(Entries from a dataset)
::::::::

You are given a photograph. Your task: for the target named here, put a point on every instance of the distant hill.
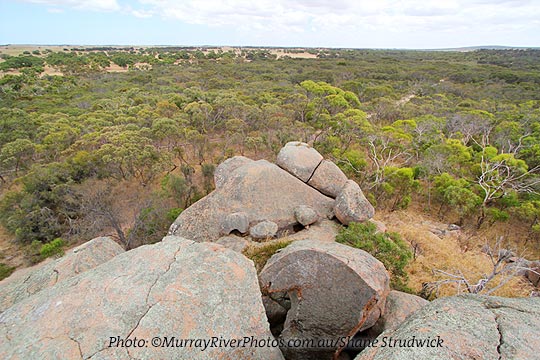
(486, 47)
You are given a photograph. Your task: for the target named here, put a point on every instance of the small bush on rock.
(388, 248)
(260, 254)
(55, 247)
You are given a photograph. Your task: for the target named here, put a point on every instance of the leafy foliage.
(388, 248)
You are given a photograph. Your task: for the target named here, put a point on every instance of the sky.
(406, 24)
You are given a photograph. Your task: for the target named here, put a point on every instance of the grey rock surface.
(471, 327)
(299, 159)
(26, 282)
(263, 230)
(351, 204)
(226, 168)
(232, 242)
(399, 306)
(328, 179)
(305, 215)
(260, 189)
(332, 291)
(173, 288)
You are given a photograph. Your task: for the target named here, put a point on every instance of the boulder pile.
(265, 200)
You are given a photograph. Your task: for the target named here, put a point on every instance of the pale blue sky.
(325, 23)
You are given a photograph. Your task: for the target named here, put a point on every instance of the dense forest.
(452, 134)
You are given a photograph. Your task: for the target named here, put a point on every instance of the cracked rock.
(305, 215)
(224, 170)
(27, 282)
(263, 230)
(261, 189)
(352, 205)
(173, 288)
(470, 327)
(299, 159)
(328, 179)
(332, 291)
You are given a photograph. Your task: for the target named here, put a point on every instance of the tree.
(16, 155)
(499, 173)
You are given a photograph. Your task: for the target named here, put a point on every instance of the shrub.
(260, 254)
(388, 248)
(5, 271)
(55, 247)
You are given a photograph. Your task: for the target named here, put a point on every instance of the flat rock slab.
(225, 169)
(328, 179)
(399, 306)
(299, 159)
(332, 290)
(27, 282)
(352, 205)
(263, 230)
(261, 190)
(305, 215)
(173, 288)
(470, 327)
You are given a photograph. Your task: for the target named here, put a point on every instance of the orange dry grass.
(447, 254)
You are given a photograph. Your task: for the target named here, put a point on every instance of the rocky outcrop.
(352, 205)
(328, 179)
(238, 221)
(305, 215)
(299, 159)
(173, 288)
(225, 169)
(469, 327)
(261, 190)
(399, 306)
(330, 290)
(235, 243)
(27, 282)
(264, 230)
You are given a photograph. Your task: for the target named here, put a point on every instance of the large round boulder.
(157, 295)
(225, 169)
(352, 205)
(330, 290)
(328, 179)
(299, 159)
(259, 189)
(464, 327)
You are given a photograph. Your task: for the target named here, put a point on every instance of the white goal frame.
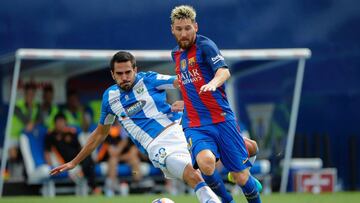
(300, 55)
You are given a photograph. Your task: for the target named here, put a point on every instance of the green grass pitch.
(273, 198)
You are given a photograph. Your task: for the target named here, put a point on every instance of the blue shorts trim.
(224, 140)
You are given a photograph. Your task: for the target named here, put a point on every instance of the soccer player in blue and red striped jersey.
(208, 122)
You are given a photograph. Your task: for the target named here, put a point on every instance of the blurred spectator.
(48, 109)
(64, 144)
(26, 114)
(74, 111)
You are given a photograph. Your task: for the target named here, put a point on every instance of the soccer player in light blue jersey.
(208, 121)
(138, 101)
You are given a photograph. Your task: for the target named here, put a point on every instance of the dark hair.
(48, 88)
(71, 92)
(30, 86)
(122, 56)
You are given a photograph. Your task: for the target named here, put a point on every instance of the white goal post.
(299, 55)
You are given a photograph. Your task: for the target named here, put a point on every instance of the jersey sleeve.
(213, 56)
(107, 117)
(160, 81)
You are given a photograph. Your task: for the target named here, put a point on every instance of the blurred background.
(327, 133)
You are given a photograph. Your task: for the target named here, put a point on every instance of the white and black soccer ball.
(162, 200)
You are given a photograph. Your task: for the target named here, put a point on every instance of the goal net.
(58, 66)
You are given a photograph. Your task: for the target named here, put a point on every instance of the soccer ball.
(162, 200)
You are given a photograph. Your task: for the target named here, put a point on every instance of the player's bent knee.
(206, 163)
(241, 177)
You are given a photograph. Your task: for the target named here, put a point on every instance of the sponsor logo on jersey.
(114, 100)
(189, 76)
(163, 77)
(140, 90)
(183, 64)
(192, 62)
(135, 107)
(217, 58)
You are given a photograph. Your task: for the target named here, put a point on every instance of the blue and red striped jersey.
(196, 67)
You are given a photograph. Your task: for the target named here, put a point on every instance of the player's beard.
(186, 44)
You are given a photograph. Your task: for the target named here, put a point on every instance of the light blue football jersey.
(142, 111)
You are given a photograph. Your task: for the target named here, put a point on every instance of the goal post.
(102, 57)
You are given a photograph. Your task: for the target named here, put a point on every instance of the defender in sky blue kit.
(138, 101)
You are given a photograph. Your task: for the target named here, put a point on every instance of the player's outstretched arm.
(177, 106)
(96, 137)
(61, 168)
(221, 75)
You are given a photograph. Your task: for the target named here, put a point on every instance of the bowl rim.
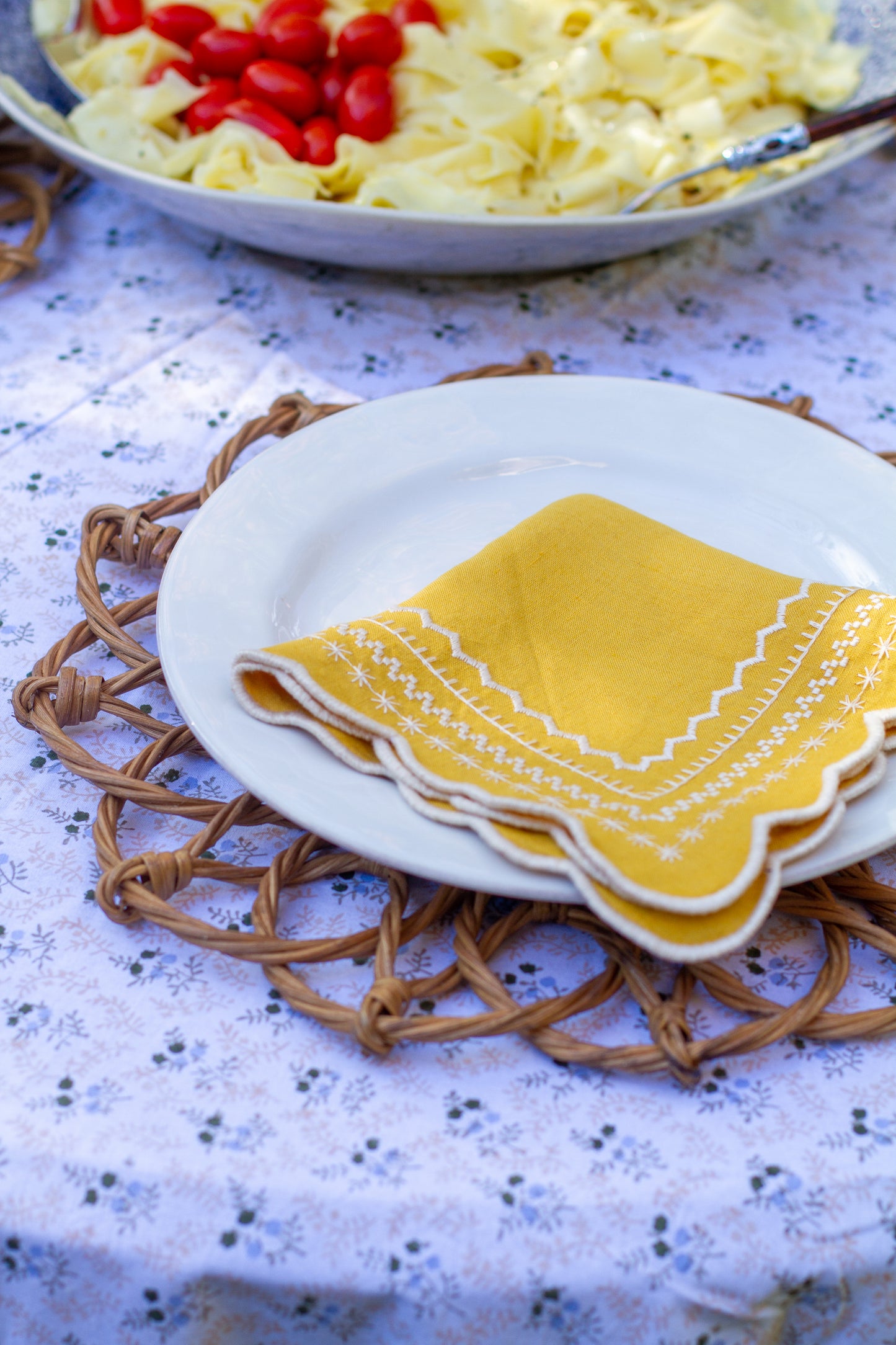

::::::::

◆ **Set exercise**
Pull out each line of the items above that contains the word "jersey", and list those lines.

◆ **Result of the task**
You are given a photograph. Your task: for the target named here, put a point on every instance of the soccer player in blue and red striped jersey.
You are given a photograph. Your task: for the target named here, put a point on every instance of the soccer player in light blue jersey.
You are given a photograph. Your task: for the target named here, put a point on every instance of the jersey sleeve.
You are given a photograph. Your task: for the target named here, put a point on every instance of the sponsor logo on jersey.
You are given a photograph. Your task: for the target named here, put a point on every instance of the blue and red striped jersey.
You are given a photograph. Your task: for the target named here, put a point on every instance of the light blue football jersey.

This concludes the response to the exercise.